▶

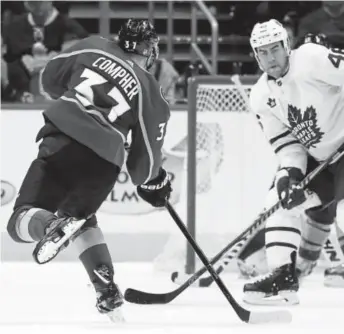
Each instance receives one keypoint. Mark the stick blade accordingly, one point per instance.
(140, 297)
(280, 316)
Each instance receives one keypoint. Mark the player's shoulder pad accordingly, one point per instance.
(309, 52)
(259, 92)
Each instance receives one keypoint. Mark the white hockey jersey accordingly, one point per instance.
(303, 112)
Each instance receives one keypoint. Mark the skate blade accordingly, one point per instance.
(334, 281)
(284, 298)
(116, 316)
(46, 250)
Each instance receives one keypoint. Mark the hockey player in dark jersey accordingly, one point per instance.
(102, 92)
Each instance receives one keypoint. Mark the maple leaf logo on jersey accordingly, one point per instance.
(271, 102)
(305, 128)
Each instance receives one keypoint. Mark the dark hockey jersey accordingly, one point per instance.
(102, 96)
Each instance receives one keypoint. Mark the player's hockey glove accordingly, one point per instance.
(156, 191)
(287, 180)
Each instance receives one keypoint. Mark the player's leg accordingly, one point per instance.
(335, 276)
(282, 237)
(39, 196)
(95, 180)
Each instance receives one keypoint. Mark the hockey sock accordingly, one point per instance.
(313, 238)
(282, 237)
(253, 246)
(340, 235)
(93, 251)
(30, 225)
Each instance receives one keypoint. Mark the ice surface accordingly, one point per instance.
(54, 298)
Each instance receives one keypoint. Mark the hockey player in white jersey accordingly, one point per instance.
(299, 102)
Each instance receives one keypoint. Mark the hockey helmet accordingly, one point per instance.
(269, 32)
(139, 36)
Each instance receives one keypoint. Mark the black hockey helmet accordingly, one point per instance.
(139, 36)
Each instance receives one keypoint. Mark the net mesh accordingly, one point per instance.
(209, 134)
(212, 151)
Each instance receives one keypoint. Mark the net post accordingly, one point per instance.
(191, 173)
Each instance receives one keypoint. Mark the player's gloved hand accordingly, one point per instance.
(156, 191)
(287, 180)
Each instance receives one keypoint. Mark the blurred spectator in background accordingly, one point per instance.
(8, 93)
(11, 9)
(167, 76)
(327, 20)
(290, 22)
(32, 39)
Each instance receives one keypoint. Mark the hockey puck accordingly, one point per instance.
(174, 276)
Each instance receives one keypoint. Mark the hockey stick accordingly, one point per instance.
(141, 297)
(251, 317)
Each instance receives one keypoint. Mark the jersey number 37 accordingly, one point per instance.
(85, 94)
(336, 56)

◀
▶

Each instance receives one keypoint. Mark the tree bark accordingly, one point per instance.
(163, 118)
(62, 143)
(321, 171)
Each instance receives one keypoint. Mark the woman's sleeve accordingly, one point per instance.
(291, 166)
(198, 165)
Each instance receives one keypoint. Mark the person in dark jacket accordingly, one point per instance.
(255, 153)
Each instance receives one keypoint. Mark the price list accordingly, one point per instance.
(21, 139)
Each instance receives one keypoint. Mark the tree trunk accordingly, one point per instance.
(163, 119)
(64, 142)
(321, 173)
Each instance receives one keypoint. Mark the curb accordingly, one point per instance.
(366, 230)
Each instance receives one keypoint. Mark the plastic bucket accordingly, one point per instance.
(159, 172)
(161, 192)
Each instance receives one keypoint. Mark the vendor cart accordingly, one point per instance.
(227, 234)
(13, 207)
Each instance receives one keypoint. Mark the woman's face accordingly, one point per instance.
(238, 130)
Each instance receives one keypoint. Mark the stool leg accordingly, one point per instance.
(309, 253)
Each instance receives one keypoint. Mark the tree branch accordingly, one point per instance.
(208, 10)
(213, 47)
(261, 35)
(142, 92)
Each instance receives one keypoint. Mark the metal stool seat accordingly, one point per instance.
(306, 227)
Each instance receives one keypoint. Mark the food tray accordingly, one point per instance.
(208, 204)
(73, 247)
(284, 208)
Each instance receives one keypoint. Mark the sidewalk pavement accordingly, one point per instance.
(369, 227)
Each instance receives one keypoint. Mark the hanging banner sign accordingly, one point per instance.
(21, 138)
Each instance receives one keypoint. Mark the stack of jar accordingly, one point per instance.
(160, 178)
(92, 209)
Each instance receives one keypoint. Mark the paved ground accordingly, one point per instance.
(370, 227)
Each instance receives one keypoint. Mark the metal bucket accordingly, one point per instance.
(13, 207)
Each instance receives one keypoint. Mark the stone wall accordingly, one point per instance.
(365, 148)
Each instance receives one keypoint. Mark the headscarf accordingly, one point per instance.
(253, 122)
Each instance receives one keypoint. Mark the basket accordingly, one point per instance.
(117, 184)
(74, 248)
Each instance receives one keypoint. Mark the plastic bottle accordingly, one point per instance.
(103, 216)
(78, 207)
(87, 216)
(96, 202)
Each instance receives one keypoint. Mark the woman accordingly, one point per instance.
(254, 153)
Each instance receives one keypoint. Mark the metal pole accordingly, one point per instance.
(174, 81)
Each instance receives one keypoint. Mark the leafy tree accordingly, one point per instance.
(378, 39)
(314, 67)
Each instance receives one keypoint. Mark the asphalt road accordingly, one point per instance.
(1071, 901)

◀

WORK TO COMPLETE:
Reproduce word for word the stretch from the line containing "Each instance receives one keypoint. Mark the sidewalk" through the line containing "(1071, 901)", including both of those lines.

EXPECTED ANSWER:
Each instance receives one keypoint. Mark the sidewalk pavement accordingly, one point per instance.
(369, 227)
Each instance receives one keypoint. Mark the hanging banner sign accordingly, one point per instance.
(21, 138)
Each instance receives one keypoint. Mark the stack of jar accordingly, one point per instance.
(160, 178)
(92, 209)
Each instance receives one keypoint. Mark the paved ground accordingly, one point per instance.
(370, 227)
Each instance receives one keypoint. Mark the metal bucket accordingly, one point per instance.
(13, 207)
Each instance receives one keypoint. Mark the stone wall accordingly, one point per instance.
(365, 148)
Each instance receives one keypoint. Mark the headscarf accordingly, one point per instance.
(253, 122)
Each instance receives one keypoint. Mark the basket accordingly, one point per instance.
(117, 184)
(74, 248)
Each instance receives one keypoint. Mark the plastic bottle accordingly, one point per instance.
(103, 216)
(78, 207)
(87, 216)
(96, 202)
Each instance receives one keypoint. Mark the woman accordingly, one point per instance.
(254, 153)
Each instance receives one keypoint. Mark the metal pole accordingly, one point per instance.
(174, 81)
Each instance receives one keypoint. Mark the leafy tree accordingly, one point per instance.
(378, 39)
(314, 67)
Each instance receives one keypoint. Mark the asphalt road accordingly, one point per instance.
(1071, 901)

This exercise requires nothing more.